| AIM |
Find every line in the records below that contains the word "building" and copy each of those lines. Matching is case-sensitive.

** Start of PROVIDED DATA **

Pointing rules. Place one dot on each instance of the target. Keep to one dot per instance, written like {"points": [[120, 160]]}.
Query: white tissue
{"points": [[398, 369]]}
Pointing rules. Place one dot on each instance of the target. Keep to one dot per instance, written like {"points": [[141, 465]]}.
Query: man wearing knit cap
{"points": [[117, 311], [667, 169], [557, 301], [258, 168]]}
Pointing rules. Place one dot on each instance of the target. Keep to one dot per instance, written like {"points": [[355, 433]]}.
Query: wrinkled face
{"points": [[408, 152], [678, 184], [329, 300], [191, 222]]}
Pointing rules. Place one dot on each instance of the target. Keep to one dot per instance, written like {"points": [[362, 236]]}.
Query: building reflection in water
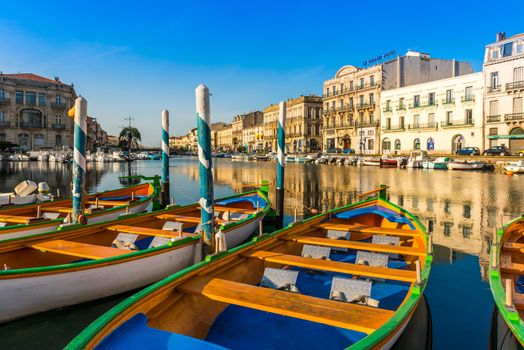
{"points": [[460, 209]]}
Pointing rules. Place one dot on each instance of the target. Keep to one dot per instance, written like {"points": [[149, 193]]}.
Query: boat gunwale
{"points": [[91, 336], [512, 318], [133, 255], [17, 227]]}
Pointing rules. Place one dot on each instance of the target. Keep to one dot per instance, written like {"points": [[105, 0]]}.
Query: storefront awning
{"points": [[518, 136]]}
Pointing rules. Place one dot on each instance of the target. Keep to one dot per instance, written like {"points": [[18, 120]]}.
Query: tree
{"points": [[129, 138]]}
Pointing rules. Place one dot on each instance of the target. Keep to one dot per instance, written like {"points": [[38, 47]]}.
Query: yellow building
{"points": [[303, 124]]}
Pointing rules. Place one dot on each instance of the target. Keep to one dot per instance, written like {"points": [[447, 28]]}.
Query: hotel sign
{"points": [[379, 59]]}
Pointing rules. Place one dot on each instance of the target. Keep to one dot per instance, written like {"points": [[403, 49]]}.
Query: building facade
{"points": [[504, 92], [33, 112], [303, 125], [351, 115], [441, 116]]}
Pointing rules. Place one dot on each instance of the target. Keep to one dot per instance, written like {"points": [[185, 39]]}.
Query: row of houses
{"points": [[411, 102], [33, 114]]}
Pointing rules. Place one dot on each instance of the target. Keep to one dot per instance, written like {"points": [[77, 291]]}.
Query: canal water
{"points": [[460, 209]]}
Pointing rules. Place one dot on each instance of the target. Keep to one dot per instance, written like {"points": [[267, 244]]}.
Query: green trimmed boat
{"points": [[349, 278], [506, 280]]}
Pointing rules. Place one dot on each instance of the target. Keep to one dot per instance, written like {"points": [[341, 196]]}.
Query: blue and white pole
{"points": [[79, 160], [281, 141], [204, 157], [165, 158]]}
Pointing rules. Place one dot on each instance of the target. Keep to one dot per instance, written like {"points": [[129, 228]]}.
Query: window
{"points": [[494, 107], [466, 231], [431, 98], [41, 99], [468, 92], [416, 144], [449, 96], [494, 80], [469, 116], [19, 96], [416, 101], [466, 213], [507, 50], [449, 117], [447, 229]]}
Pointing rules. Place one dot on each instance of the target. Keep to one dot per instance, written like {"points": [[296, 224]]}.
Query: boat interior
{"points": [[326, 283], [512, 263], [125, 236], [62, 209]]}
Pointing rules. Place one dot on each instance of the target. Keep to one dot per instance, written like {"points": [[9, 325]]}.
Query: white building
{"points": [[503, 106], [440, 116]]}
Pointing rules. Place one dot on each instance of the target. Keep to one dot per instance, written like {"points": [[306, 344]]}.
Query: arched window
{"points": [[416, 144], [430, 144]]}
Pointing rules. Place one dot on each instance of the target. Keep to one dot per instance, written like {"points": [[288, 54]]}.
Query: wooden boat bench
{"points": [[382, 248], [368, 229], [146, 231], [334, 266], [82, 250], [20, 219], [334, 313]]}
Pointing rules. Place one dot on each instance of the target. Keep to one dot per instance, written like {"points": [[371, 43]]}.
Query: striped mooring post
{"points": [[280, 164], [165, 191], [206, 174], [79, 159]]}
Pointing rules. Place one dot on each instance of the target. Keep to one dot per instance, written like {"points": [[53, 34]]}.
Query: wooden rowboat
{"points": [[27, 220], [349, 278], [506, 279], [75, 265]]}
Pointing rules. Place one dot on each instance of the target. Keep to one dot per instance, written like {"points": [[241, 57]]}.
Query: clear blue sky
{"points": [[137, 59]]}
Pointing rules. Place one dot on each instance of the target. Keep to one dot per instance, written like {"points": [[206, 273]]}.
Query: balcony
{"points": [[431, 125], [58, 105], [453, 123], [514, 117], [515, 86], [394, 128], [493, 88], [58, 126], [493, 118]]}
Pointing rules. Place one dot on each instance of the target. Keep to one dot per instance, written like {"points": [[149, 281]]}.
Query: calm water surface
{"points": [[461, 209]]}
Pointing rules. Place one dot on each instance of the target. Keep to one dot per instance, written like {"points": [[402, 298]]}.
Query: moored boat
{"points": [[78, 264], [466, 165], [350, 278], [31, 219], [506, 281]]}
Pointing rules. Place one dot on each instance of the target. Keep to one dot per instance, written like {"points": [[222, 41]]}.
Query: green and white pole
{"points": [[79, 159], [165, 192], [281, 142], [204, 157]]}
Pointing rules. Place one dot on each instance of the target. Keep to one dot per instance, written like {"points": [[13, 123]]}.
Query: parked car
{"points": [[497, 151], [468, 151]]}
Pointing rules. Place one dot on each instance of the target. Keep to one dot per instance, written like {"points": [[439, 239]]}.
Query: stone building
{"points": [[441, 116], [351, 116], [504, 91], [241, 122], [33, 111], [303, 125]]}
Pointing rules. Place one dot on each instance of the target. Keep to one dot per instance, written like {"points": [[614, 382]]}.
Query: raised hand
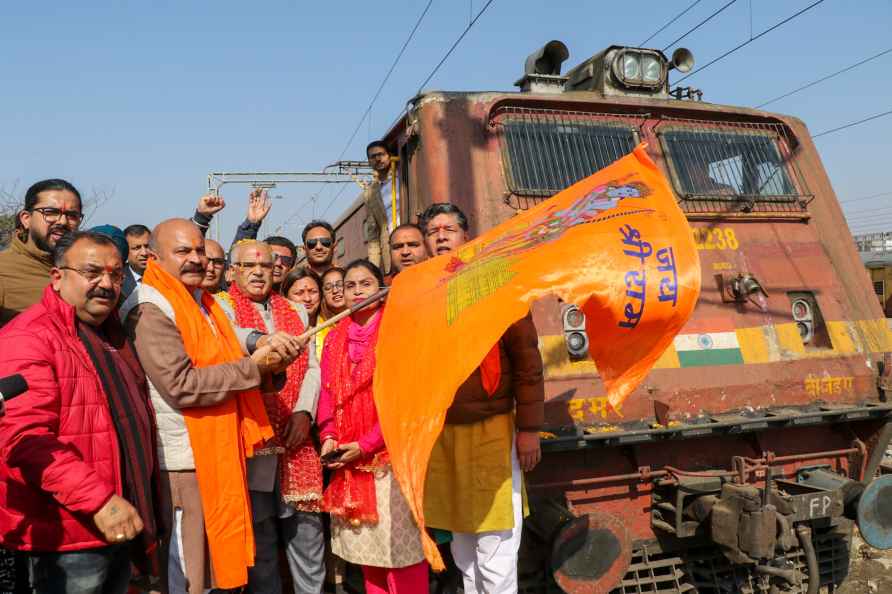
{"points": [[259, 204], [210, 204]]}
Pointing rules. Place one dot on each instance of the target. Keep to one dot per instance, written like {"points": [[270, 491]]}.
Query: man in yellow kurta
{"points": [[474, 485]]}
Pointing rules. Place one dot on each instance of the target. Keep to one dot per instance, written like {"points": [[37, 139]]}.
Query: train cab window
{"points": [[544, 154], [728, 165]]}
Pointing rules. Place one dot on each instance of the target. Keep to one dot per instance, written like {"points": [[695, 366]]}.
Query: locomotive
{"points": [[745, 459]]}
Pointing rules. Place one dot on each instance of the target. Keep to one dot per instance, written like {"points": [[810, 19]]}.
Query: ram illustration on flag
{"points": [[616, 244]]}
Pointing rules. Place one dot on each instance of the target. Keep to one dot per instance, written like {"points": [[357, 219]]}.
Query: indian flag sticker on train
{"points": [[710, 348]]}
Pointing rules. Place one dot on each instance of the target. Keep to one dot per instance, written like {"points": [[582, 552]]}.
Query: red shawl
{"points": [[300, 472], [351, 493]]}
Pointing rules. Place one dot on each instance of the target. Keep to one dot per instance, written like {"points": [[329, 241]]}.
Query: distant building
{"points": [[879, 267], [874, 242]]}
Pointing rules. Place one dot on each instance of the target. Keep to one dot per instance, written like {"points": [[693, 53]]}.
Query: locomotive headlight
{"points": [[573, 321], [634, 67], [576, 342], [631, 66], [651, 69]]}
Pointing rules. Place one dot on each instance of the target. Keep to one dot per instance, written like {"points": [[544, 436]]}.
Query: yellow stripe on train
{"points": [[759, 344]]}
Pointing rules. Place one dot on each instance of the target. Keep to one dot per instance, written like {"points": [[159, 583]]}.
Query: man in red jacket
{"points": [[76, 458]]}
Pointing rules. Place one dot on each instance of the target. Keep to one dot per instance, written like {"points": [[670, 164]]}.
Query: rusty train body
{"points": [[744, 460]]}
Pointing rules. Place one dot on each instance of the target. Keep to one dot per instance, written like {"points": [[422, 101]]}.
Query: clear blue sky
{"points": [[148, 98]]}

** End of PROVIDED DATA **
** Start of PROVIDED DATA **

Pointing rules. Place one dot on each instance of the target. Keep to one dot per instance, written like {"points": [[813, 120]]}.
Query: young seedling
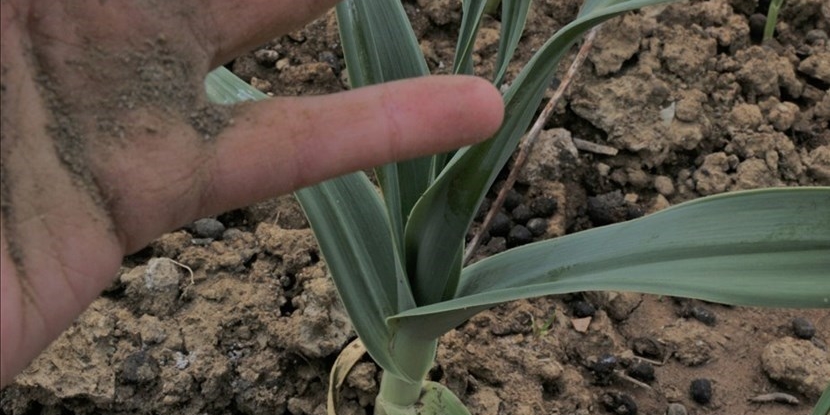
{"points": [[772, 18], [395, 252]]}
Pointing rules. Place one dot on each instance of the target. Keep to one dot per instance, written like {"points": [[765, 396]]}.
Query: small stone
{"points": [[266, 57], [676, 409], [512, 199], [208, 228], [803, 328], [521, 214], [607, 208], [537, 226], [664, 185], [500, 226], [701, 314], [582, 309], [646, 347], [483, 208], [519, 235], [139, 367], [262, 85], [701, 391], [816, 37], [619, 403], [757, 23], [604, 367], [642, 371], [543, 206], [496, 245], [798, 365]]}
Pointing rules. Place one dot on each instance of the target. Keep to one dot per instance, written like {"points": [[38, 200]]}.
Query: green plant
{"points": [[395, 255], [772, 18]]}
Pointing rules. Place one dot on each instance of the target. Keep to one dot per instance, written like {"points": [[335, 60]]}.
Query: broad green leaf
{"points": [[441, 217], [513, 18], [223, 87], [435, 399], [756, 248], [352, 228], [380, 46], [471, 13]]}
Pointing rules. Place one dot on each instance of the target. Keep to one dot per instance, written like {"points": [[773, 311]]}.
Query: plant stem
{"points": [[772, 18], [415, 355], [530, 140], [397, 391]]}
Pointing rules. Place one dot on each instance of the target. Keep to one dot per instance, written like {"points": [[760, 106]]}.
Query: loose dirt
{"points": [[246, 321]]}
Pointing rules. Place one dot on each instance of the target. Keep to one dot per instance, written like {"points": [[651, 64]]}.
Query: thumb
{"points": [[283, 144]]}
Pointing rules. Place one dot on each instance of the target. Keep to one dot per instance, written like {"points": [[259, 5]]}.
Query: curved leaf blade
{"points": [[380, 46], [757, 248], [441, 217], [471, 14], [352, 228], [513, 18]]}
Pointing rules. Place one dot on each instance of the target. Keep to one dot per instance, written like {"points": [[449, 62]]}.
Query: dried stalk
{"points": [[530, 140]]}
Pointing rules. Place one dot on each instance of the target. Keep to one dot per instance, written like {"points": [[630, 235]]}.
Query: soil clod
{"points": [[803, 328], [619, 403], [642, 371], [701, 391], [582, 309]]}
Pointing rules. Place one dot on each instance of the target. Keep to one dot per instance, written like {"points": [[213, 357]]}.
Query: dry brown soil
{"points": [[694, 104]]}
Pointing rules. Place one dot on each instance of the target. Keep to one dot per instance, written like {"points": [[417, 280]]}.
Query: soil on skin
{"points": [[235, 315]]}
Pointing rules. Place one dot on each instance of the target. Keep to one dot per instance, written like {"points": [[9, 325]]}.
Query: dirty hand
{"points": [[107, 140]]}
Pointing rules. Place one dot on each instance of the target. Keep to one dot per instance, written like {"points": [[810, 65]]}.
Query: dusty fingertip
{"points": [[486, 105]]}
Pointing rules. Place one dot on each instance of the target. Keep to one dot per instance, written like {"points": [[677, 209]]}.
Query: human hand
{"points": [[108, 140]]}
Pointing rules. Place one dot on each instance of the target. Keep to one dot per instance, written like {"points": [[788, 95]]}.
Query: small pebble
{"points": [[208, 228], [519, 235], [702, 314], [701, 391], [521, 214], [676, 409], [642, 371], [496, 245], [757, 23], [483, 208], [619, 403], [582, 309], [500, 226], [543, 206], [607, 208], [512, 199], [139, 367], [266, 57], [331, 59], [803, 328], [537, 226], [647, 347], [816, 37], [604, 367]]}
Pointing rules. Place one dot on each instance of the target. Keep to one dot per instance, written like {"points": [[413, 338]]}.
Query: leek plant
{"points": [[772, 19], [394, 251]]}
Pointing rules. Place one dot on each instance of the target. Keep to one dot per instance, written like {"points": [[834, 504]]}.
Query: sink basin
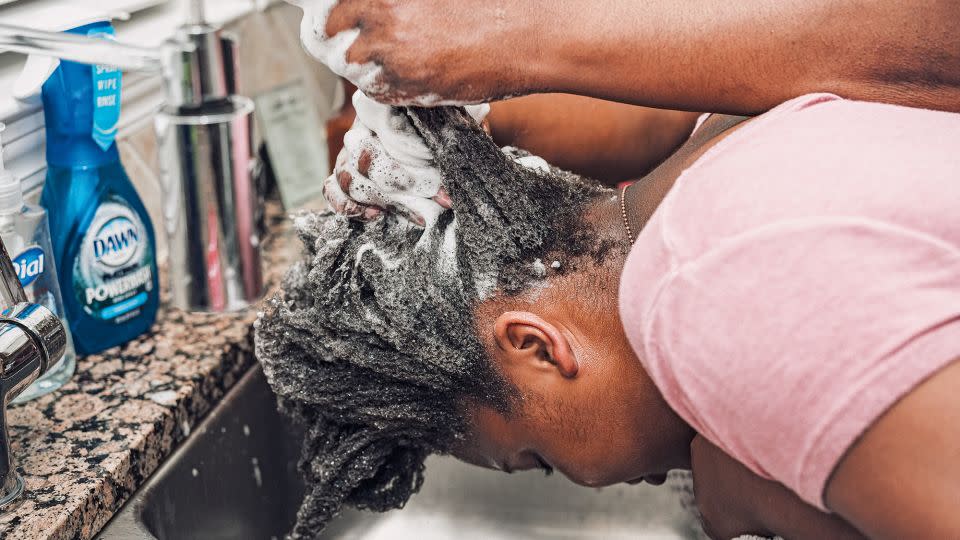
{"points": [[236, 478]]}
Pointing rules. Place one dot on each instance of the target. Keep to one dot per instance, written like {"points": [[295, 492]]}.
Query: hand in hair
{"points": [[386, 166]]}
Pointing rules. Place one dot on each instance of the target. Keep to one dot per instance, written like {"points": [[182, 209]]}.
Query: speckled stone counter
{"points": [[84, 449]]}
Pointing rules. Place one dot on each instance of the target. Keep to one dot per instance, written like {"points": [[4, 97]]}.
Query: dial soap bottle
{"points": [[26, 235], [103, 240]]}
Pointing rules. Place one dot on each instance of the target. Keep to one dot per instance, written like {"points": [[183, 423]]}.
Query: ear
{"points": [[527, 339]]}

** End of PROVIDED DATA **

| EXERCISE RESPONSE |
Query: building reflection in water
Query: yellow building
Query: building facade
Query: white building
Query: stone building
Query: distant building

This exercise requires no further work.